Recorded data
════════════════════
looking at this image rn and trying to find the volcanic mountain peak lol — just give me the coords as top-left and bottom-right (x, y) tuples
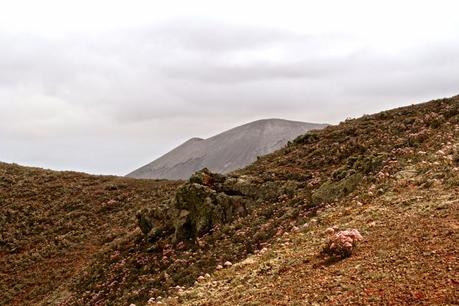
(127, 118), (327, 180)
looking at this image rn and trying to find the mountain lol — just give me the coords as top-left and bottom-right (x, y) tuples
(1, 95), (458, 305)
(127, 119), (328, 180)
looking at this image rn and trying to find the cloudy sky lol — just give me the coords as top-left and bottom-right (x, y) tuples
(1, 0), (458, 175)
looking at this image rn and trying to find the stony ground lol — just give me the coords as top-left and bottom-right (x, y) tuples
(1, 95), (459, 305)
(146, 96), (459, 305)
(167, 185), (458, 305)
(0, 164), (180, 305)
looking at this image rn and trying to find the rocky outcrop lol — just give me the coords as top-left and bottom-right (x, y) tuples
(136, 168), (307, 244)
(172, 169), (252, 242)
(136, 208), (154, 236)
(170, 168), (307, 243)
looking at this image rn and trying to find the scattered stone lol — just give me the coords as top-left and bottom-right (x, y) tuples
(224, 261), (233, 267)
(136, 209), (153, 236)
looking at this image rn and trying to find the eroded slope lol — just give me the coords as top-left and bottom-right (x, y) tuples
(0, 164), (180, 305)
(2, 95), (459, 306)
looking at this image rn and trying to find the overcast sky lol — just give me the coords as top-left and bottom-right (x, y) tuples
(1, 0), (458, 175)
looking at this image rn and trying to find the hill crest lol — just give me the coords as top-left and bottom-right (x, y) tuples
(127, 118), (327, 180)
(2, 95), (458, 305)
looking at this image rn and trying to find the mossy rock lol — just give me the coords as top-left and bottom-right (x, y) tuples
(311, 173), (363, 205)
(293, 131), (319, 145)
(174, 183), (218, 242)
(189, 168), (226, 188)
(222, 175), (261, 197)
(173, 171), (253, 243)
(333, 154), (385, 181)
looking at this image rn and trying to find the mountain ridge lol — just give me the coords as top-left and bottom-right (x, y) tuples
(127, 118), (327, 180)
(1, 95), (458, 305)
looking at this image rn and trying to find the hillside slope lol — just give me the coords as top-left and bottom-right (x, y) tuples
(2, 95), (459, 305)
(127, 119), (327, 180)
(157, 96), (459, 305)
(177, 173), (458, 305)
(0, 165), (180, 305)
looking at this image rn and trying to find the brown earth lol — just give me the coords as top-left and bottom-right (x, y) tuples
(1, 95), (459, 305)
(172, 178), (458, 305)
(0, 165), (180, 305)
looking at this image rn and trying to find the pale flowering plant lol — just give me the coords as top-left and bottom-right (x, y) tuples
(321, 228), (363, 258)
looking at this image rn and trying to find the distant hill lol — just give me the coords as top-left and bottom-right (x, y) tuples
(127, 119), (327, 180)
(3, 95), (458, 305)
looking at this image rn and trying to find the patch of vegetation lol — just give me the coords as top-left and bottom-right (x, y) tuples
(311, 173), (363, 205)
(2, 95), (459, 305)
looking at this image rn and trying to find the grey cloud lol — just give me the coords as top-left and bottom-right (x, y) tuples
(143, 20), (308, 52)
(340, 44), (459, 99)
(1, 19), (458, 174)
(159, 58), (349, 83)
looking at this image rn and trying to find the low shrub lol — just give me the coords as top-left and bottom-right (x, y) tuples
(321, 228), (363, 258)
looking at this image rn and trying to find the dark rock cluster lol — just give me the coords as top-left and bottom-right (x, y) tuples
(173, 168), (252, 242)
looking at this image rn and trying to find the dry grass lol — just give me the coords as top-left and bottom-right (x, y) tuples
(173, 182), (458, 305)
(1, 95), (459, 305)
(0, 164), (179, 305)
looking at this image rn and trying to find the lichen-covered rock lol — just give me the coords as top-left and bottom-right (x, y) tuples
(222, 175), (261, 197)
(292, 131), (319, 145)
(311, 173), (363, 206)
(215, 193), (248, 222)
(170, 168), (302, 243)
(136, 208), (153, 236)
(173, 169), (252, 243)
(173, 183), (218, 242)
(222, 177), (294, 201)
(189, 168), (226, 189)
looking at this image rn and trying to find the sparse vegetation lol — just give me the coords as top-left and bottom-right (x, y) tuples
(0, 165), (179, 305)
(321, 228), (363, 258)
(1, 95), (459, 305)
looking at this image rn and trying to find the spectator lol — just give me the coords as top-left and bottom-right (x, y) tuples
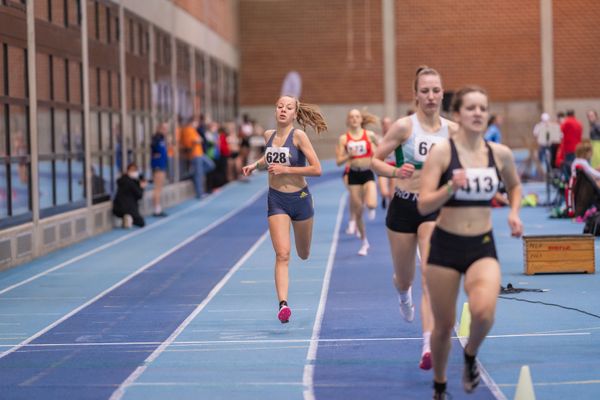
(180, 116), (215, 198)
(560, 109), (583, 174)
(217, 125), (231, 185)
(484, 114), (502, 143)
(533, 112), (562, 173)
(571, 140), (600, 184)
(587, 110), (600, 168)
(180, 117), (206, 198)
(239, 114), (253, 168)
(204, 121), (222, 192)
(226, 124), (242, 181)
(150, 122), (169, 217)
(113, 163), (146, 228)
════════════════════
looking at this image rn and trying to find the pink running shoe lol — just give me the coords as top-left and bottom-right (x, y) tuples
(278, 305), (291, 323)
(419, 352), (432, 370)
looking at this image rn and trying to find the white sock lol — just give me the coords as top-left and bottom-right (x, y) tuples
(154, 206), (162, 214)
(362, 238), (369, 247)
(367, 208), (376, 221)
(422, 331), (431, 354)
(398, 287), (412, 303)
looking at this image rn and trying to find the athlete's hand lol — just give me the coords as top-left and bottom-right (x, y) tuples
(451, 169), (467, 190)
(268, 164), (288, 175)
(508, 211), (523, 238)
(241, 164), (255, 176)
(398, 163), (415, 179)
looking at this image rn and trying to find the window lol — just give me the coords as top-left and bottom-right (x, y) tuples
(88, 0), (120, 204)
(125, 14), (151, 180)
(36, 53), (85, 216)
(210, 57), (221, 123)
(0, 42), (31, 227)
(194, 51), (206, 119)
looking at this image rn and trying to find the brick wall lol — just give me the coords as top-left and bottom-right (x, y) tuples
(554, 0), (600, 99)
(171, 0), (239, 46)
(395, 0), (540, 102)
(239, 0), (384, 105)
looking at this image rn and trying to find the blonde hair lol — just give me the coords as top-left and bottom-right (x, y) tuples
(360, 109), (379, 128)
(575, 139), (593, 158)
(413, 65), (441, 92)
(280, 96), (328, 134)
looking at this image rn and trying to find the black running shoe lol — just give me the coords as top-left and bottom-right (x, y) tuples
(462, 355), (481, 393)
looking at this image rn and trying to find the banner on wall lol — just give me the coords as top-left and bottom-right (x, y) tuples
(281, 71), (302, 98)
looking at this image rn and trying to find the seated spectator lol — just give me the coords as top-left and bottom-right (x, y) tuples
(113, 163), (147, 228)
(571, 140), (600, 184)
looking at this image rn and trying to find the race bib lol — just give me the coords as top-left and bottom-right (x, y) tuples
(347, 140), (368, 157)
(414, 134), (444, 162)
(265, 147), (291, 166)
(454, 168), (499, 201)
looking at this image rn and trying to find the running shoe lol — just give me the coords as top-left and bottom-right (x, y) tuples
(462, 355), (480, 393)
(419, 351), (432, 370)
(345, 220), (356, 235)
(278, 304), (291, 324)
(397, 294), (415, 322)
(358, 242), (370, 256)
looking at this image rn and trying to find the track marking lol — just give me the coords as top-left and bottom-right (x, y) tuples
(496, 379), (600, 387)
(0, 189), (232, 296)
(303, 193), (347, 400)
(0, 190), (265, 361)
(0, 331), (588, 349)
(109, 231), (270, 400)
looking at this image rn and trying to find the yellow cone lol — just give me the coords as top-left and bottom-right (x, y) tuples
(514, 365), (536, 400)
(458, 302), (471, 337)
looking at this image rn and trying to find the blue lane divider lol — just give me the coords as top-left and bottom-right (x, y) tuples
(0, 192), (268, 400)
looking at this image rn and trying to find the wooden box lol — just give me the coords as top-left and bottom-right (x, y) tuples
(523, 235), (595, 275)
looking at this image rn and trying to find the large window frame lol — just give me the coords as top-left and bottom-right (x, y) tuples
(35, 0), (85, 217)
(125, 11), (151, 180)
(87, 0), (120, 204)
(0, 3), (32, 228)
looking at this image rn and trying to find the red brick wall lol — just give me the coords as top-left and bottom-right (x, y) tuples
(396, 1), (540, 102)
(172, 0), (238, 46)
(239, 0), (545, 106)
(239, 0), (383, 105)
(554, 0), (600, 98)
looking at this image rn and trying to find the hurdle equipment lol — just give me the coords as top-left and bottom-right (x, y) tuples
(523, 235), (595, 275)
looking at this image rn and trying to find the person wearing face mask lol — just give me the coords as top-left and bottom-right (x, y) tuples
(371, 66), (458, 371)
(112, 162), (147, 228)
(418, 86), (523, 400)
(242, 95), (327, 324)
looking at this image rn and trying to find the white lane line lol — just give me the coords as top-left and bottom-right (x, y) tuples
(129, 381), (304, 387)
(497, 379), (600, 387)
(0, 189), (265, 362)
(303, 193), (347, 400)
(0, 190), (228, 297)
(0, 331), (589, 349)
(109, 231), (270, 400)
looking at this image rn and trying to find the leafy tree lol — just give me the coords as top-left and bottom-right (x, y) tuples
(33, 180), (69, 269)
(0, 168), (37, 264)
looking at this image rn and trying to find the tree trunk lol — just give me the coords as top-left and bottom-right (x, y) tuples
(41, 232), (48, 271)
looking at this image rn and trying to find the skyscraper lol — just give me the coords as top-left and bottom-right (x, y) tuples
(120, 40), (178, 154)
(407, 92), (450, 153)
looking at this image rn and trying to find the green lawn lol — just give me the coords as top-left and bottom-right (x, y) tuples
════════════════════
*The task:* Repeat exactly the lines above from the one with "looking at this image rn and trying to find the wooden" up to and including the one with "looking at this image rn and trying to find the green". No other line belongs in the reply.

*Task output:*
looking at this image rn and trying to find the wooden box lol — just give me the coords as top-left and bottom-right (x, y) tuples
(523, 235), (595, 275)
looking at this image rn and trying to find the large window frame lol — just give me the coords as top-left and bottom-right (x, y) tuples
(35, 0), (85, 217)
(125, 11), (151, 180)
(87, 0), (120, 204)
(0, 3), (32, 228)
looking at this image rn and trying to find the red brick wall lol — just give me the coords as top-left and bottom-right (x, y) tuples
(396, 1), (540, 102)
(172, 0), (238, 46)
(239, 0), (545, 106)
(239, 0), (383, 105)
(554, 0), (600, 98)
looking at this image rn and trying to find the hurdle equipment lol — just give me the coords as top-left and bottom-right (x, y) tuples
(523, 235), (595, 275)
looking at this image rn and trying to find the person wearing face mask lol — just give me the coords as top-left and bottom-right (x, y) tuples
(371, 66), (458, 371)
(112, 162), (147, 228)
(418, 86), (523, 400)
(242, 95), (327, 324)
looking at this image rn and trying to find the white lane line lol — just give me the coords as top-left and bottom-right (x, y) tuples
(129, 381), (304, 387)
(497, 379), (600, 387)
(0, 189), (265, 362)
(303, 193), (347, 400)
(0, 190), (228, 297)
(0, 331), (589, 349)
(109, 231), (270, 400)
looking at this image rn and trying to find the leafy tree lol — just give me the coords as top-left and bottom-right (x, y) tuples
(33, 180), (69, 269)
(0, 168), (37, 264)
looking at this image rn and trying to find the tree trunk lol — just give me the coords as top-left and bottom-right (x, y) tuples
(41, 232), (48, 271)
looking at this image rn and trying to find the skyscraper lol — just give me the coords as top-left and bottom-right (x, y) tuples
(120, 40), (178, 154)
(407, 92), (450, 153)
looking at this image rn and trying to find the green lawn lol — just give me the coords as top-left and bottom-right (x, y) tuples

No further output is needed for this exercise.